Cuma, Ağustos 26, 2011

Olgu Sunumu

Olgu: İpek'ten
Tarih: 26.08.2011
Saat: 04.30 suları
Olay yeri: Nöbet odası

Yaklaşık 23 saat uykusuzluk ve ne yapacağını bilememe durumları.
Aşırı yorgunluk, yoğun uyuma isteği.
Meslek seçimindeki ılımlı pişmanlık duyguları, ah'lar vah'lar.
Kafayı vuracak uygun bir duvar bulma çabaları.
İş işten geçmişlik...
Bor'un pazarını geçip, eşeği Niğde'ye sürme çırpınışları :)
Odadaki telefona karşı hostile duygular, telefona zarar verme isteği :)

Sonuç: Olgunun en az 21 gün süre ile bulunduğu ortamdan uzaklaştırılmasının, yeterli gelmezse sürenin uzatılmasının, bu konuda kendisine mümkün olduğunca kolaylık sağlanmasının uygun olduğu kanaatine varılmıştır.
Durumu bildirir kesin rapordur.

(Not: Lütfen amaaaa lütfen tatil yapayıımm artıkınnnn)


Perşembe, Ağustos 18, 2011

Sehven

Sehven söylenen sözler, sehven gören gözler, sehven gülen yüzler...
Sehven hissedilen mutluluklar, sehven yaşanan hayatlar...

Belki de en kötüsüdür, sehven büyüttüğün umutlar...

Bir çekirdektir, atarsın içine. En derinine..

Görevler.
• 1. Verilen metinde "Odadaki telefona karşı" ifadesini içeren sözcüklerle açılıp "olduğu kanaatine varılmıştır." ile kapanan bölümü hiçbir değişiklik yapmadan yeniden yaz.
• 2. Verilen metni son cümlesinden sonra kaldığı yerden sürdür.

Sağlanan Veriler.
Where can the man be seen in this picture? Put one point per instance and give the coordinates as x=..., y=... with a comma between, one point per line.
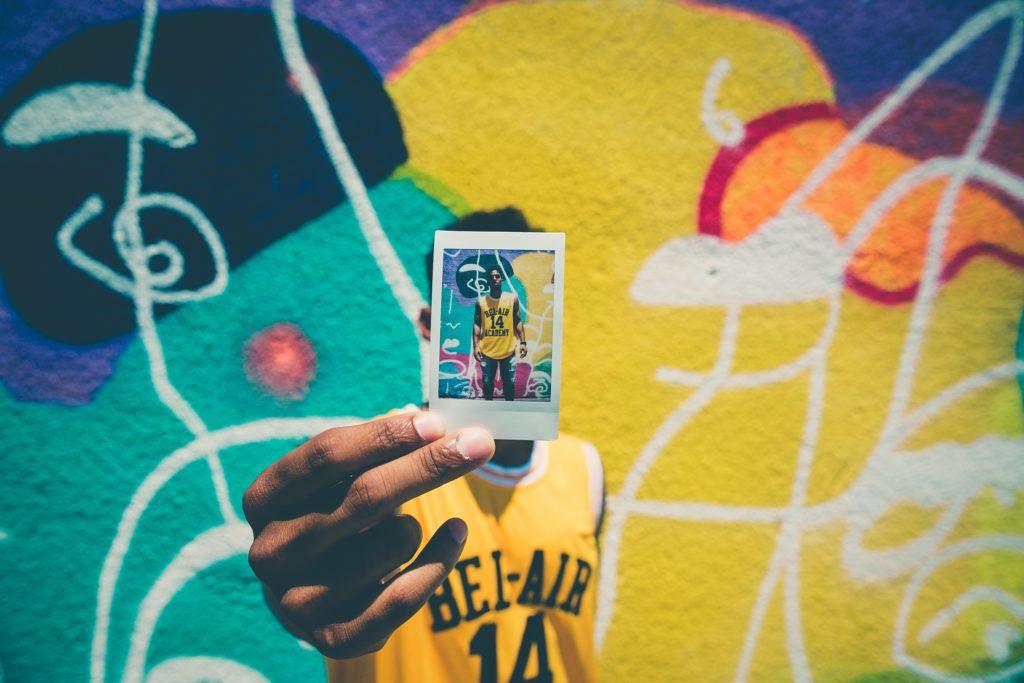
x=496, y=316
x=519, y=605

Verilen Cevaplar.
• 1.
Odadaki telefona karşı hostile duygular, telefona zarar verme isteği :)

Sonuç: Olgunun en az 21 gün süre ile bulunduğu ortamdan uzaklaştırılmasının, yeterli gelmezse sürenin uzatılmasının, bu konuda kendisine mümkün olduğunca kolaylık sağlanmasının uygun olduğu kanaatine varılmıştır.

• 2.
Toz kaplar üzerini, bir süre sonra tamamen görünmez olur.
Kim ne derse desin, senindir o, sadece senin.
Görünmez ama bilirsin oradadır. Bilirsin büyüyecektir.
Beslersin, beslemek istersin delice, fütursuzca..
Ondan gelecek en küçük ışığı gözlersin alacakaranlık bir hayal içinde.
Yol olsun istersin sana, güç olsun, ateşlesin istersin tüm yetilerini.

İnanırsın..

Bir gün kocaman olacağına ve seni tümden kucaklayacağına inanırsın.
O gün hayatının ta kendisi olacaktır yıllarca koruduğun o küçük nüve...
Yaz akşamları gökyüzünde kayan yıldızdır o senin için.
Yeni ay'ın çıktığını ilk gördüğün anda gülümseyerek içinden geçirdiğindir.
Dört yapraklı yoncandır, bulmaya bile kıyamadığın..
Geceleri gördüğün rüya, her akşam ettiğin dua'ndır.
Bir dalına gönlünü yazıp bağladığın gül ağacındır.

Orada tutarsın onu hep, en derininde..

Tutarsın... Tutarsın da gün gelir, çıkıp gidiverir kendiliğinden.
Birden yıldızlar yerinde çakılır kalır.
Yeni ay hiç görünmez oluverir..
Biri kulağına fısıldar: '' şşşşttt baksana, yonca yok... ''

İnanmazsın..

Gönlünü bağladığın yere gidersin can hıraş..
Ama, ne gülünü görebilirsin, ne ağacını, ne de gönlünü...
Sehven büyüttüğün umudun, ''acı bir gerçek'' koyup bırakmıştır yerine. Hem de senin yerine. En derinine...

Sen mi?
Sehven yaşadığını öğrendiğin, sana ait olmayan grilerle boyanmış, kurgulanmış hayatınla başbaşa kalırsın...
Yeni ve gerçek umudunun çekirdeğini bulana kadar...

18.08.2011/ ipek




 




Pazar, Ağustos 07, 2011

Duydunuz Zilin Sesini

Kitap canavarları, bir kitabın daha sonuna gelmiş durumdayım. Dün başladım, az önce bitirdim sööölemesi ayıptır.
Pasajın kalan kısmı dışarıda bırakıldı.